Ausgangstext
Wie viel Zeit haben Sie? Ist es die Mittagspause, die Sie gerade nutzen, arbeiten Sie verkürzt oder genießen einen freien Tag? Können Sie großzügig planen, weil bereits der Urlaub begonnen hat, oder gestalten Sie frei Ihren Ruhestand?
Je weniger Zeit man hat, um so kostbarer erscheint sie: Nur nichts verschwenden! Wie eine Geldanlage, eine Investition begrenzter Mittel muss die Bilanz am Ende stimmen, jeder Einsatz sorgsam bedacht und gerechtfertigt sein.
Nicht selten kann es dann passieren, dass am Ende zwar alle Punkte abgehakt und alle Vorhaben abgearbeitet sind, aber ein Gefühl der Leere bleibt: Wir wollen mehr sein als die Summe des Erlebten, wir wollen frei sein von Erfüllungszwängen – auch von denen, die wir uns selbst auferlegen.
Auch wenn wir noch so viel berichten können von großen Touren, Sehenswürdigkeiten, kulturellen wie kulinarischen Höhepunkten: Was Leib und Seele brauchen, erschöpft sich selten darin. Der Mensch lebt nicht vom Brot allein und findet sich nicht wirklich wieder in der Vielzahl von Fotos und Andenken.
Es ist manchmal erstaunlich, was alles bei uns „hängenbleibt“, und was im Strom des Vergessens als nebensächlich untergeht. Da ist die Zufallsbekanntschaft, mit der wir uns so angeregt unterhalten haben, dass wir uns noch nach Jahren an das Gespräch erinnern. Oder eine spontane Unternehmung, ein ungeplanter Abstecher, ein Überraschungsbesuch:
Planung schafft Sicherheit – doch schon kleine Wunder haben ihre eigenen Regeln, widersetzen sich Konventionen und Erwartungen. Es liegt ein Segen auf solchen Irritationen, die uns ins Stolpern und Staunen bringen!

Bereitgestellte Daten
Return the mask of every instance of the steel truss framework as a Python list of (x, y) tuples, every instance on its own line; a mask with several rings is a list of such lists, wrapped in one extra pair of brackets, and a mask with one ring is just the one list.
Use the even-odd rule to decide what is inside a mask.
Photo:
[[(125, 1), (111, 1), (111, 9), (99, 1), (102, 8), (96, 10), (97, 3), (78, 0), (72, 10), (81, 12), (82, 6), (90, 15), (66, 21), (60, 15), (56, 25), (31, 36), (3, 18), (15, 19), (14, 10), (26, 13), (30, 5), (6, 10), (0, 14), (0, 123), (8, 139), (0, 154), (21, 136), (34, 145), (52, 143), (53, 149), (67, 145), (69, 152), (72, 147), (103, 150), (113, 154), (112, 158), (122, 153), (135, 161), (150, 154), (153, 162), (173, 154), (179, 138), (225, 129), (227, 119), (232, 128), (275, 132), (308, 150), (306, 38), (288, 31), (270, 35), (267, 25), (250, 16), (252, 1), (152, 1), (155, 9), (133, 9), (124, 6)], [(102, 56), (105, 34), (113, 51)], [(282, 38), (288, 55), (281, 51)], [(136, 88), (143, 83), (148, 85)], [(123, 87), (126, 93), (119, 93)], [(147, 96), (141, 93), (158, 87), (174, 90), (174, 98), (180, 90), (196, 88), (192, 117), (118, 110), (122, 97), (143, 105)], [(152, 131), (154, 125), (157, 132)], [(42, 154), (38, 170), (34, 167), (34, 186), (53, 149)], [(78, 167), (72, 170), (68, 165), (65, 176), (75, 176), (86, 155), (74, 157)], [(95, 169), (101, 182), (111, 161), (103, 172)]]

Aufgabenbeschreibung
Womit vergleicht der Ausgangstext über den Umgang mit freier Zeit die knappe Zeit, bei der am Ende die Bilanz stimmen muss?

Ergebnis der Aufgabe
Mit einer Geldanlage, einer Investition begrenzter Mittel.